Text block:
————

You play Cloud Strife, a cynical spiky-haired mercenary who has been hired by an insurgent group called Avalanche to infiltrate and bomb a reactor. In this world a fascistic megacorporation called Shinra has pioneered a way to suck the lifeforce out of the planet and convert it into an energy called Mako. The discovery has given rise to marvels like Midgar, a vast circular metropolis, built upon a base of polluted slums, which provides the setting for the first act of the game. For Avalanche's leader, Barret, a burly zealot with a gun for an arm, ridding society of Shinra's reactors – a mission not without collateral damage – is the only way to save the planet from environmental collapse.

The game's moral complexities

Back in 1997, such morally complex computer game protagonists were a challenging prospect: Final Fantasy VII invited the player to be complicit in the actions of characters who could easily be described as eco-terrorists. But they were born out of challenging times for Japan, which during the mid-90s was reeling from a series of economic and environmental disasters.

An inspired Hironobu Sakaguchi, the creator of the Final Fantasy series, wanted to use its seventh instalment to explore the big metaphysical questions: humanity's relationship with nature, the cycle of life and death. It is surely not a coincidence that the thematically similar animation Princess Mononoke, Studio Ghibli's dark, pensive eco-parable, premiered in the same year. In the age of climate change, where the ethics of direct action are a hot topic of debate, Final Fantasy VII's portrayal of a planet being destroyed in the pursuit of profit, and those fighting against that, has only grown more resonant. 

The beauty of Final Fantasy VII's storytelling is how deftly it marries the personal drama of its characters with tightly paced plotting and steadily escalating stakes

The first instalment in the remake trilogy, released in 2020, covered events in Midgar, where Cloud, having taken on another job for Avalanche, finds himself caught up in the fight against Shinra. He blows up another reactor. He falls from a great height, crashing through the church of a flirty flower girl called Aerith. He becomes her bodyguard. He dresses up as a woman to rescue his shy childhood friend Tifa. He witnesses an atrocity. He storms Shinra's headquarters to save a captured Aerith, revealed to be the last of an ancient race with powerful magical abilities. He discovers that a man from his past, the legendary supersoldier Sephiroth, is somehow still alive.

————

Collected data:
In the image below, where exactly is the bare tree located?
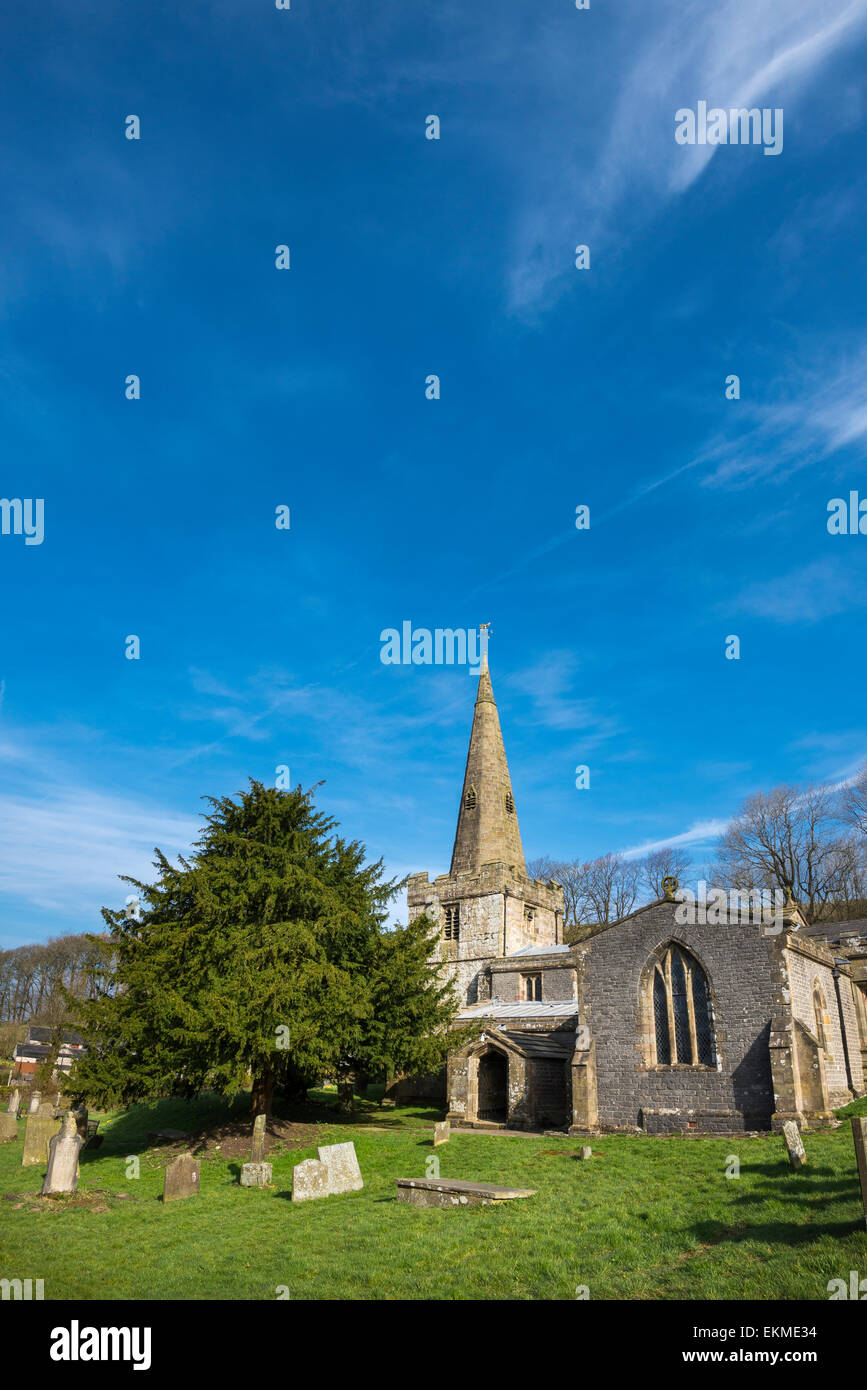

————

Required actions:
1. In the Final Fantasy VII text, what does Shinra convert the planet's lifeforce into?
2. Reproduce the Final Fantasy VII text word for word, starting at "Back in 1997, such" and going down to "and environmental disasters.".

Answers by task:
1. An energy called Mako.

2.
Back in 1997, such morally complex computer game protagonists were a challenging prospect: Final Fantasy VII invited the player to be complicit in the actions of characters who could easily be described as eco-terrorists. But they were born out of challenging times for Japan, which during the mid-90s was reeling from a series of economic and environmental disasters.